§ Given passage:
=======

The Cisco ACI architecture addresses the limitations of traditional data center design, and provides support for the increased east-west traffic demands of modern data centers.

Today, application design drives east-west traffic from server to server through the data center access layer. Applications driving this shift include big data distributed processing designs like Hadoop, live virtual machine or workload migration as with VMware vMotion, server clustering, and multi-tier applications.

North-south traffic drives traditional data center design with core, aggregation, and access layers, or collapsed core and access layers. Client data comes in from the WAN or Internet, a server processes it, and then it exits the data center, which permits data center hardware oversubscription due to WAN or Internet bandwidth constraints. However, Spanning Tree Protocol is required to block loops. This limits available bandwidth due to blocked links, and potentially forces traffic to take a suboptimal path.

In traditional data center designs, IEEE 802.1Q VLANs provide logical segmentation of Layer 2 boundaries or broadcast domains. However, VLAN use of network links is inefficient, requirements for device placements in the data center network can be rigid, and the VLAN maximum of 4094 VLANs can be a limitation. As IT departments and cloud providers build large multi-tenant data centers, VLAN limitations become problematic.

=======

§ Instruction A: Copy from the data center design passage, starting at "Today, application design" and ending at "a suboptimal path.".
§ Instruction B:
Using the data center design passage, answer each of the following on its own line.
(i) What is the maximum number of VLANs?
(ii) Which protocol is required to block loops in traditional designs?
(iii) Which three layers make up traditional data center design?

=======

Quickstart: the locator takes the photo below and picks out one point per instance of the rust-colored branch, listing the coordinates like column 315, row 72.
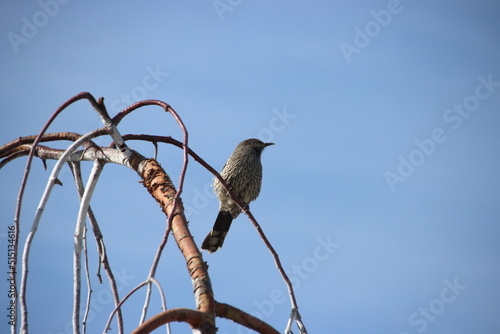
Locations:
column 195, row 319
column 232, row 313
column 162, row 189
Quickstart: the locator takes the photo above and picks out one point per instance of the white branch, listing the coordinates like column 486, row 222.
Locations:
column 78, row 240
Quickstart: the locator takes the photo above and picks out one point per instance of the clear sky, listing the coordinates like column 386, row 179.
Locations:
column 381, row 194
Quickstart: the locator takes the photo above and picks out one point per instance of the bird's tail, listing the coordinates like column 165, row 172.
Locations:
column 215, row 238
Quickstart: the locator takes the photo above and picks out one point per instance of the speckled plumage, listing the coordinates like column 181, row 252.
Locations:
column 243, row 173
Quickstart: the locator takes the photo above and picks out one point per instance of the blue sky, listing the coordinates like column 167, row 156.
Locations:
column 381, row 194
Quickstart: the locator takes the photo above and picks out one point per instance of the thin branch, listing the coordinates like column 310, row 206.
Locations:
column 78, row 240
column 89, row 283
column 240, row 317
column 118, row 307
column 152, row 273
column 17, row 215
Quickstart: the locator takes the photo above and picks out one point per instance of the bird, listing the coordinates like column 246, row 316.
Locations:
column 243, row 174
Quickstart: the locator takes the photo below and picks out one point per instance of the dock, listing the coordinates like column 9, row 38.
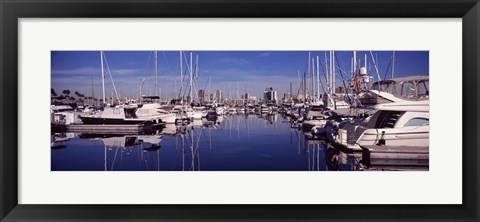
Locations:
column 395, row 157
column 83, row 128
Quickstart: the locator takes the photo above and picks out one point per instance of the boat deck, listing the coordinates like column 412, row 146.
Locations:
column 396, row 156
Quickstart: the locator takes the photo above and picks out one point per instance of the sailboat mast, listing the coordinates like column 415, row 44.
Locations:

=======

§ Task solution A:
Today, application design drives east-west traffic from server to server through the data center access layer. Applications driving this shift include big data distributed processing designs like Hadoop, live virtual machine or workload migration as with VMware vMotion, server clustering, and multi-tier applications.

North-south traffic drives traditional data center design with core, aggregation, and access layers, or collapsed core and access layers. Client data comes in from the WAN or Internet, a server processes it, and then it exits the data center, which permits data center hardware oversubscription due to WAN or Internet bandwidth constraints. However, Spanning Tree Protocol is required to block loops. This limits available bandwidth due to blocked links, and potentially forces traffic to take a suboptimal path.

§ Task solution B:
(i) 4094
(ii) Spanning Tree Protocol
(iii) Core, aggregation, and access layers